## Goal of the exercise
Output, with no changes, the span of lines that opens with the line containing "the letter b" and closes with the last line.

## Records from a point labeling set
☆ ☆ ☆ ☆

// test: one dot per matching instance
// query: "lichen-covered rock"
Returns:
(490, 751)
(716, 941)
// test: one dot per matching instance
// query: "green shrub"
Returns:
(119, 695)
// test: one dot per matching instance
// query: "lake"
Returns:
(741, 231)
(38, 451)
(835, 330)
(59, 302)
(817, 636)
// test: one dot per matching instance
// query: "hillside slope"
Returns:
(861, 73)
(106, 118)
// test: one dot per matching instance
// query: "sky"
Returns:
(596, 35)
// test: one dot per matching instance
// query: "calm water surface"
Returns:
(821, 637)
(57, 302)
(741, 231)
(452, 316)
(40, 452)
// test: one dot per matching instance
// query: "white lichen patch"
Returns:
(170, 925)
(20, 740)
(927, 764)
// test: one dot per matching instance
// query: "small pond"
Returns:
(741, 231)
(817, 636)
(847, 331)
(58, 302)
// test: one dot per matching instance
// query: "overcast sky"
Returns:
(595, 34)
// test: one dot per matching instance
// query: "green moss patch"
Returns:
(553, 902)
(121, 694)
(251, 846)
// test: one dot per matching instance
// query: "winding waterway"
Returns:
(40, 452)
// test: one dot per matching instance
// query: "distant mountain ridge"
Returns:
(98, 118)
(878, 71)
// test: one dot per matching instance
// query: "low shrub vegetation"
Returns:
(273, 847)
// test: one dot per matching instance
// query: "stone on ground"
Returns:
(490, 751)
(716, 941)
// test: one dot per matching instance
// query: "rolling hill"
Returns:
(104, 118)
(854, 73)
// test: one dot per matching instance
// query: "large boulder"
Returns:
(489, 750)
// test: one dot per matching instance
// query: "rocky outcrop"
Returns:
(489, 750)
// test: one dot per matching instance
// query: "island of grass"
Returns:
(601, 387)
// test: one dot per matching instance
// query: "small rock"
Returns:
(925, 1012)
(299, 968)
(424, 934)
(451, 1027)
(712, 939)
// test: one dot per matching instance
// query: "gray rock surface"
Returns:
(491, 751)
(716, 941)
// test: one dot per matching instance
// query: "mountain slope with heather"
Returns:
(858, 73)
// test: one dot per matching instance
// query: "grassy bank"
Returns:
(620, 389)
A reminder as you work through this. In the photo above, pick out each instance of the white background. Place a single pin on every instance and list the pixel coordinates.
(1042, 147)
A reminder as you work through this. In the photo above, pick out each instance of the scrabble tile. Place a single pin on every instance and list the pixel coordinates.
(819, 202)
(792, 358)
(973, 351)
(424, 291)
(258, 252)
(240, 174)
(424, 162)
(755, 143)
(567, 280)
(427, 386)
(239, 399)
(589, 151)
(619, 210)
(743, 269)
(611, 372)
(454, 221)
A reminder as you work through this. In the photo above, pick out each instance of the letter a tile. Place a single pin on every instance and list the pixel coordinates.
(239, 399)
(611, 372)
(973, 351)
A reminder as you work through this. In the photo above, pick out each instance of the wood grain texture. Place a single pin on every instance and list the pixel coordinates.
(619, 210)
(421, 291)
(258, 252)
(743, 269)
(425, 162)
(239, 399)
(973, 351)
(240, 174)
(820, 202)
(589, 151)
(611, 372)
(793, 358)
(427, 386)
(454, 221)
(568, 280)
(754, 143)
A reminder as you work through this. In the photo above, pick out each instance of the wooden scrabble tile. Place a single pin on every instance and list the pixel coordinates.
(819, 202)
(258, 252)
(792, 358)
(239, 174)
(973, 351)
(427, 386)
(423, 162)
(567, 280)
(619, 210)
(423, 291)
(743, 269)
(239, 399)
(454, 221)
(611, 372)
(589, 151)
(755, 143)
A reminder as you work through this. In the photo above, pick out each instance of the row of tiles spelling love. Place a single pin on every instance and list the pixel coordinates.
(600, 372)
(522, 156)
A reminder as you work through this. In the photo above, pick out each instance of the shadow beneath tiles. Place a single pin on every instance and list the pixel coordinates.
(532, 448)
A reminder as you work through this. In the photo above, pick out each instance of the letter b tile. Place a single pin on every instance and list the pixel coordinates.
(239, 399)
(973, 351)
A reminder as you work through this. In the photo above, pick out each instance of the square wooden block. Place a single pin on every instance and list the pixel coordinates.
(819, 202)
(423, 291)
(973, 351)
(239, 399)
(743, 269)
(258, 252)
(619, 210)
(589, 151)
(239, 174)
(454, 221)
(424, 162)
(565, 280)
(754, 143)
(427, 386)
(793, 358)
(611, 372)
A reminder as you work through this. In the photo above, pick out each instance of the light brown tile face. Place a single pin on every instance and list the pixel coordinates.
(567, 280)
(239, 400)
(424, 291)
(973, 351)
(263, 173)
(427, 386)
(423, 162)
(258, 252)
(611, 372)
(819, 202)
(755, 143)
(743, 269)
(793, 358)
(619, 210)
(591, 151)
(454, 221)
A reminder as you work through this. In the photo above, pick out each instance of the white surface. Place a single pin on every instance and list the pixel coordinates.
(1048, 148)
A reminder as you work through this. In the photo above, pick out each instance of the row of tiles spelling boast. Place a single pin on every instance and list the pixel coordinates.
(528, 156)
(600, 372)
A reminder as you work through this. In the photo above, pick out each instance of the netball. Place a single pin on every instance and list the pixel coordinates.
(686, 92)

☆ ☆ ☆ ☆

## Written solution
A reminder as you work through this. In the photo above, pick out each instance of the letter b tile. Place a single pin on every instance and list the pixel coordinates.
(239, 399)
(973, 351)
A reminder as you work through this. In the photo above, pick out each instance of the square wooden block. Place a single pin on every instance and list the pixel coordinates.
(819, 202)
(423, 291)
(973, 351)
(239, 399)
(743, 269)
(258, 252)
(619, 210)
(589, 151)
(239, 174)
(454, 221)
(424, 162)
(565, 280)
(754, 143)
(427, 386)
(793, 358)
(611, 372)
A reminder as you work through this. In the photo above, pick out each instance of the light brown tile face. Place a single pin on every instance and list the pixel coordinates.
(567, 280)
(239, 400)
(424, 291)
(973, 351)
(263, 173)
(427, 386)
(423, 162)
(258, 252)
(611, 372)
(819, 202)
(755, 143)
(743, 269)
(793, 358)
(619, 210)
(591, 151)
(454, 221)
A reminder as you work through this. In the photo above, pick out each instance of the white surface. Place a single pin on every instance and list the pixel coordinates.
(1048, 148)
A reminder as you work through this. In the photo above, pick out each instance of the row of tiles spelling boast. Place a single pin on every instance and list the pixel coordinates.
(528, 156)
(600, 372)
A reminder as you work through this. In the photo above, pick out each instance of the netball. Place a single pin on every instance and list the pixel coordinates.
(686, 92)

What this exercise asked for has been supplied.